EXERCISE 1:
Decide whether each statement below agrees with the passage on hypocrites and impenitent sinners that follows. Answer yes or no for each, and quote the deciding words of the passage. (a) Hypocrites call their spasms of excitement their waking up. (b) Many impenitent sinners are conscious of feeling opposition to revivals. (c) Some sinners who found they had been deluded concluded that everybody is deluded.

SUPPLIED PASSAGE:

* Begin *

1. For want of these and such like discriminations, many have stumbled. Hypocrites have held on to a false hope, and lived upon mere constitutional desires and spasmodic turns of giving up the will, during seasons of special excitement, to the control of these desires and feelings. These spasms they call their waking up. But no sooner does their excitement subside, than selfishness again assumes its wonted forms. It is truly wonderful and appalling to see to what an extent this is true. Because, in seasons of special excitement they feel deeply, and are conscious of feeling, as they say, and acting, and of being entirely sincere in following their impulses, they have the fullest confidence in their good estate. They say they cannot doubt their conversion. They felt so and so, and gave themselves up to their feelings, and gave much time and money to promote the cause of Christ. Now this is a deep delusion, and one of the most common in Christendom, or at least one of the most common that is to be found among what are called revival Christians. This class of deluded souls do not see that they are, in such cases, governed by their feelings, and that if their feelings were changed, their conduct would be so, of course; that as soon as the excitement subsides, they will go back to their former ways, as a thing of course. When the state of feeling that now controls them has given place to their former feelings, they will of course appear as they used to do. This is, in few words, the history of thousands of professors of religion.
2. This has greatly stumbled the openly impenitent. Not knowing how to account for what they often witness of this kind among professors of religion, they are led to doubt whether there is any such thing as true religion.
Again: many sinners have been deceived just in the way I have pointed out, and have afterwards discovered that they had been deluded, but could not understand how. They have come to the conclusion that everybody is deluded, and that all professors are as much deceived as they are. This leads them to reject and despise all religion.
3. A want of discrimination between what is constitutional and what belongs to a regenerate state of mind, has stumbled many. Impenitent sinners, finding themselves to have what they call certain good desires and feelings, have either come to the conclusion that they were born again, or that the unregenerate have at least a spark of holiness in them, that only needs to be cherished and cultivated, to fit them for heaven.
4. Some exercises of impenitent sinners, and of which they are conscious, have been denied for fear of denying total depravity. They have been represented as necessarily hating God and all good men; and this hatred has been represented as a feeling of malice and enmity towards God. Many impenitent sinners are conscious of having no such feelings; but, on the contrary, they are conscious of having at times feelings of respect, veneration, awe, gratitude, and affection towards God and good men. They are also conscious, that they are often influenced by these feelings; that, in obedience to them, they sometimes pray and sing praises to God; that they sometimes manifest a deep veneration and respect for good men, and show them favour, and do many things for them which they would not do, did they not feel so deep a respect, veneration, and affection for them. Of these, and many like things, many impenitent sinners are often conscious. They are also often conscious of feeling no opposition to revivals, but, on the contrary, that they rejoice in them, and feel desirous that they should prosper, and hope that they shall be themselves converted. They are conscious of feeling deep veneration and respect, and even affection for those ministers who are the agents, in the hand of God, of carrying them forward. To this class of sinners, it is a snare and a stumbling-block to tell them, and insist, that they only hate God, and Christians, and ministers, and revivals; and to represent their moral depravity to be such, that they crave sin as they crave food, and that they necessarily have none but feelings of mortal enmity against God. None of these things are true, and this class of sinners know that they are not true. Such representations either drive them into infidelity on the one hand, or to think themselves Christians on the other. But those theologians who hold the views of constitutional depravity of which we have spoken, cannot consistently with their theory, admit to these sinners the real truth, and then show them conclusively that in all their feelings which they call good, and in all their yielding to be influenced by them, there is no virtue; that their desires and feelings have in themselves no moral character, and that when they yield the will to their control, it is only selfishness.

* End *

EXERCISE 2:
Count the lines of the rows that contain the word "tree", and give only that number.

SUPPLIED RECORDS:

* Begin *

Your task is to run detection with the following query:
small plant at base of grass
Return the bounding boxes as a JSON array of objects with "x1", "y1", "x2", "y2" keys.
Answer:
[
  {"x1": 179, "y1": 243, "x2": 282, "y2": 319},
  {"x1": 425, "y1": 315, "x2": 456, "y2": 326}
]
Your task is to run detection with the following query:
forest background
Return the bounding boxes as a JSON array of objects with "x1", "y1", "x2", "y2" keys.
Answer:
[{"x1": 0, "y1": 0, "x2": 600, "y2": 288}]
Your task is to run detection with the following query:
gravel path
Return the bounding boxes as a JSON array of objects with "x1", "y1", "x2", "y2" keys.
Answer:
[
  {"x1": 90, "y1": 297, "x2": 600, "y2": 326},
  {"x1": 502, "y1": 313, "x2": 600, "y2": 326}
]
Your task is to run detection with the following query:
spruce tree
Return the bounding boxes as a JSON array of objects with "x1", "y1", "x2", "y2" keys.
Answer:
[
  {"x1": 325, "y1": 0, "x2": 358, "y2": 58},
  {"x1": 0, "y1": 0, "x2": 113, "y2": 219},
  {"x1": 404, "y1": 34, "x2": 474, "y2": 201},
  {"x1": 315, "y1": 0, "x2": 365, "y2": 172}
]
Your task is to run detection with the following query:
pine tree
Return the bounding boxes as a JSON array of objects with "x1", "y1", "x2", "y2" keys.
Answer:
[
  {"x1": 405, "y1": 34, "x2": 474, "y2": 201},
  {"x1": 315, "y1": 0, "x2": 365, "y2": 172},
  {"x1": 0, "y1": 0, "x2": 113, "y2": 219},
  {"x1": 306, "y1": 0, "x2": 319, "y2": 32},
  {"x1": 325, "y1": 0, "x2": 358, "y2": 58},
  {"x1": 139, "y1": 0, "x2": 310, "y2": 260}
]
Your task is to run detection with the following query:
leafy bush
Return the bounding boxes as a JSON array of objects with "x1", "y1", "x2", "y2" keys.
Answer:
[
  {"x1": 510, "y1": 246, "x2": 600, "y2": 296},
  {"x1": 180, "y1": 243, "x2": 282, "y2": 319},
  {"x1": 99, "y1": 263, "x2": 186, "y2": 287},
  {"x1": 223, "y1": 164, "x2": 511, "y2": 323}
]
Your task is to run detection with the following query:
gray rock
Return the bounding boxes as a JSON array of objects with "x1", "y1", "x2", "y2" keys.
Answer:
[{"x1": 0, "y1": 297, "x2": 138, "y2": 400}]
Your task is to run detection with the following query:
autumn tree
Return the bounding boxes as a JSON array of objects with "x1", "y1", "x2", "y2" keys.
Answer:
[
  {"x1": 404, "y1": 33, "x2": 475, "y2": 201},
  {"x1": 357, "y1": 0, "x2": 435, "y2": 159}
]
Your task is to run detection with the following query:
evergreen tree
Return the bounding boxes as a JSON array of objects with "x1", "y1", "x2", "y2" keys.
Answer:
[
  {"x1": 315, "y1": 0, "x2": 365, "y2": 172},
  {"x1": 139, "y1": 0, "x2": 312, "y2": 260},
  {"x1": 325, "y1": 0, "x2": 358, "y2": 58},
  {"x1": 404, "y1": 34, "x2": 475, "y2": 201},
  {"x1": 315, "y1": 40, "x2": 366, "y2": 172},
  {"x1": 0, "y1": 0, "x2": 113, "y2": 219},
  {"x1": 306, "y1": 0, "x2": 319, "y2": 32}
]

* End *

FINAL ANSWER 1:
(a) Yes: "These spasms they call their waking up."
(b) No: "They are also often conscious of feeling no opposition to revivals"
(c) Yes: "They have come to the conclusion that everybody is deluded"

FINAL ANSWER 2:
4